• _Exercise details_: Each entry below needs to be retyped exactly as given.

• _Data for processing_:
----------------------------------------

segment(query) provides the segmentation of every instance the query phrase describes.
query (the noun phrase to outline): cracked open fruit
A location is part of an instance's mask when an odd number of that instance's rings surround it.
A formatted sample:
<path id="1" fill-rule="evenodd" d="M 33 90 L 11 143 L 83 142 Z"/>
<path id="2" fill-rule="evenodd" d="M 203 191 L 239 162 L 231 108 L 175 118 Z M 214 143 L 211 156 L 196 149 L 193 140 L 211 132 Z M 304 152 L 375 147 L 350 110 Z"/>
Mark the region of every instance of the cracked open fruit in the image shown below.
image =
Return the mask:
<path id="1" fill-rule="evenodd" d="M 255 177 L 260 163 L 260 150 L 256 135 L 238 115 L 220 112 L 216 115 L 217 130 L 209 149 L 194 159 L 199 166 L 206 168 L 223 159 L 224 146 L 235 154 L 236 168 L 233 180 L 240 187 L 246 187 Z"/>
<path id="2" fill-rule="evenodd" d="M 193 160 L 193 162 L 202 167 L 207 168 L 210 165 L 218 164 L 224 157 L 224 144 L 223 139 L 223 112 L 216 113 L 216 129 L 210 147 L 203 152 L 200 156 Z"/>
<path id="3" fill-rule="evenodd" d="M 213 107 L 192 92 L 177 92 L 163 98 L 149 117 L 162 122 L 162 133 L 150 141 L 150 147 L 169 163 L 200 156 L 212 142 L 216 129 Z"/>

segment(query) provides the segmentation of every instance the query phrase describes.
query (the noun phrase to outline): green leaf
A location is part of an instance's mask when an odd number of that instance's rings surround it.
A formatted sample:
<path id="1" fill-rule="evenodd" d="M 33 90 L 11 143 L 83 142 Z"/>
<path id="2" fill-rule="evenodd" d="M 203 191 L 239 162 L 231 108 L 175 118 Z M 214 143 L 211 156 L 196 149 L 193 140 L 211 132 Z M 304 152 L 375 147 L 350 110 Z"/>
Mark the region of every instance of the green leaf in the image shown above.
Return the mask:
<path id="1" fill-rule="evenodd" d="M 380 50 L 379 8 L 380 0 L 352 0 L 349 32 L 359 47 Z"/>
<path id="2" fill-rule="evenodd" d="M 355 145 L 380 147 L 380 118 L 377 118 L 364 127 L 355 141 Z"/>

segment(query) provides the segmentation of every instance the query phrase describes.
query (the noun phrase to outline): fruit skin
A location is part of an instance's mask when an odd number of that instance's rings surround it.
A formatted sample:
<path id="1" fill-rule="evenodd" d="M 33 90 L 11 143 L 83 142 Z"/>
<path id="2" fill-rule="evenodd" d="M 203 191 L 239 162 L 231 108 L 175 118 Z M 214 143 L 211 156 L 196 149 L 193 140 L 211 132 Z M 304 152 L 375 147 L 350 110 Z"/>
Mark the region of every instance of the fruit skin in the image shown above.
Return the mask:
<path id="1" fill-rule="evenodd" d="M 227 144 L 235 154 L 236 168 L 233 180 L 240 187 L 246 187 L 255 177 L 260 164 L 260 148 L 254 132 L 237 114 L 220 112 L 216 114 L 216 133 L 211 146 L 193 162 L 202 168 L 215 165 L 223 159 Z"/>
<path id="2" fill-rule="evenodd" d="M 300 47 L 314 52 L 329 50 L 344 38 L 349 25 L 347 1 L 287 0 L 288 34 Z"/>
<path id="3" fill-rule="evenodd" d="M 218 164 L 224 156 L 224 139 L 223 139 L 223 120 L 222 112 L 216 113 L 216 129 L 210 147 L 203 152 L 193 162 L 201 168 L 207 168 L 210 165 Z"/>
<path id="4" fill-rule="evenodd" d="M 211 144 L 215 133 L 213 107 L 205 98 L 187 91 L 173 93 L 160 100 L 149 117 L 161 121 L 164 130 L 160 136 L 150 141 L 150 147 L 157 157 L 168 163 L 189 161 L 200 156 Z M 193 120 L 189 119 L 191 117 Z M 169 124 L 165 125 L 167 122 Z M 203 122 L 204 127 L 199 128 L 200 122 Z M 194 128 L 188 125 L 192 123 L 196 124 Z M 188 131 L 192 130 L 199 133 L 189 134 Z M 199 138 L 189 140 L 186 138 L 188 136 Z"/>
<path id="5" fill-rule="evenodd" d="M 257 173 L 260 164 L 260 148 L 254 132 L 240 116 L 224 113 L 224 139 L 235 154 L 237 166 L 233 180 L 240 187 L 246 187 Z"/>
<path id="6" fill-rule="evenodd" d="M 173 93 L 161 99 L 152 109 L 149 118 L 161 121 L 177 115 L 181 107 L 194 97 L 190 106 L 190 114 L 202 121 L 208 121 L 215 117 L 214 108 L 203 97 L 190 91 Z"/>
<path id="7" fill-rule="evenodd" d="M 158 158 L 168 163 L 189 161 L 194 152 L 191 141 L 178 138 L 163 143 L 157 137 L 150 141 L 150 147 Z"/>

----------------------------------------

• _Output for this exercise_:
segment(query) provides the segmentation of every instance the query phrase describes.
query (the noun phrase to outline): cracked open fruit
A location is part of an instance's mask when an odd number of that instance's rings surround it.
A formatted sample:
<path id="1" fill-rule="evenodd" d="M 33 90 L 11 143 L 83 142 Z"/>
<path id="2" fill-rule="evenodd" d="M 203 191 L 239 162 L 231 108 L 175 118 Z M 214 143 L 211 156 L 196 149 L 193 140 L 211 132 Z M 304 152 L 375 147 L 350 110 Z"/>
Mark the region of every instance of the cracked open fruit in the image shown below.
image =
Return the mask:
<path id="1" fill-rule="evenodd" d="M 255 177 L 260 163 L 260 150 L 256 135 L 238 115 L 220 112 L 216 115 L 217 130 L 209 149 L 194 159 L 199 166 L 206 168 L 223 159 L 224 146 L 235 154 L 236 168 L 233 180 L 240 187 L 246 187 Z"/>
<path id="2" fill-rule="evenodd" d="M 193 160 L 193 162 L 202 167 L 207 168 L 210 165 L 218 164 L 224 157 L 224 144 L 223 139 L 223 112 L 216 113 L 216 129 L 210 147 L 203 152 L 200 156 Z"/>
<path id="3" fill-rule="evenodd" d="M 213 107 L 192 92 L 177 92 L 163 98 L 149 117 L 162 122 L 162 133 L 150 141 L 150 147 L 169 163 L 200 156 L 212 142 L 216 129 Z"/>

segment(query) provides the segmentation of every instance the query phrase describes.
query (the noun phrase to outline): green leaf
A location is part of an instance's mask when an odd number of that instance's rings surround it.
A formatted sample:
<path id="1" fill-rule="evenodd" d="M 33 90 L 11 143 L 83 142 Z"/>
<path id="2" fill-rule="evenodd" d="M 203 191 L 239 162 L 231 108 L 175 118 Z M 214 143 L 211 156 L 196 149 L 193 140 L 211 132 Z M 304 152 L 375 147 L 350 110 Z"/>
Mark the region of every instance of the green leaf in the image shown above.
Return the mask:
<path id="1" fill-rule="evenodd" d="M 380 50 L 379 8 L 380 0 L 352 0 L 349 32 L 359 47 Z"/>
<path id="2" fill-rule="evenodd" d="M 355 145 L 380 147 L 380 118 L 377 118 L 364 127 L 355 141 Z"/>

segment(query) provides the segmentation of every instance the query phrase describes.
query (the noun phrase to outline): fruit skin
A location is part of an instance's mask when an odd number of that instance's rings surround it.
A formatted sample:
<path id="1" fill-rule="evenodd" d="M 33 90 L 11 143 L 83 142 Z"/>
<path id="2" fill-rule="evenodd" d="M 203 191 L 239 162 L 231 108 L 175 118 Z M 214 143 L 211 156 L 196 149 L 193 140 L 211 132 Z M 304 152 L 375 147 L 350 110 Z"/>
Mark the region of every instance of the fruit skin in the image shown above.
Return the mask:
<path id="1" fill-rule="evenodd" d="M 227 144 L 235 154 L 236 168 L 233 180 L 240 187 L 246 187 L 255 177 L 260 164 L 260 148 L 254 132 L 237 114 L 220 112 L 216 114 L 216 133 L 211 146 L 193 162 L 202 168 L 215 165 L 223 159 Z"/>
<path id="2" fill-rule="evenodd" d="M 300 47 L 314 52 L 329 50 L 344 38 L 349 25 L 347 1 L 287 0 L 288 34 Z"/>
<path id="3" fill-rule="evenodd" d="M 218 164 L 224 156 L 224 139 L 223 139 L 223 120 L 222 112 L 216 113 L 216 129 L 210 147 L 203 152 L 193 162 L 201 168 L 207 168 L 210 165 Z"/>
<path id="4" fill-rule="evenodd" d="M 211 144 L 215 133 L 213 107 L 205 98 L 187 91 L 173 93 L 160 100 L 149 117 L 161 121 L 164 130 L 160 136 L 150 141 L 150 147 L 157 157 L 168 163 L 189 161 L 200 156 Z M 193 120 L 189 119 L 191 117 Z M 169 124 L 165 125 L 167 122 Z M 203 122 L 204 127 L 199 128 L 200 122 Z M 194 128 L 188 125 L 192 123 L 196 124 Z M 188 131 L 192 130 L 199 133 L 189 134 Z M 199 138 L 189 140 L 186 138 L 188 136 Z"/>
<path id="5" fill-rule="evenodd" d="M 257 173 L 260 164 L 260 148 L 254 132 L 240 116 L 224 113 L 224 139 L 235 154 L 237 166 L 233 180 L 240 187 L 246 187 Z"/>
<path id="6" fill-rule="evenodd" d="M 173 93 L 161 99 L 152 109 L 149 118 L 161 121 L 177 115 L 181 107 L 194 97 L 190 106 L 190 114 L 202 121 L 208 121 L 215 117 L 214 108 L 203 97 L 190 91 Z"/>
<path id="7" fill-rule="evenodd" d="M 158 158 L 168 163 L 189 161 L 194 152 L 191 141 L 178 138 L 163 143 L 157 137 L 150 141 L 150 147 Z"/>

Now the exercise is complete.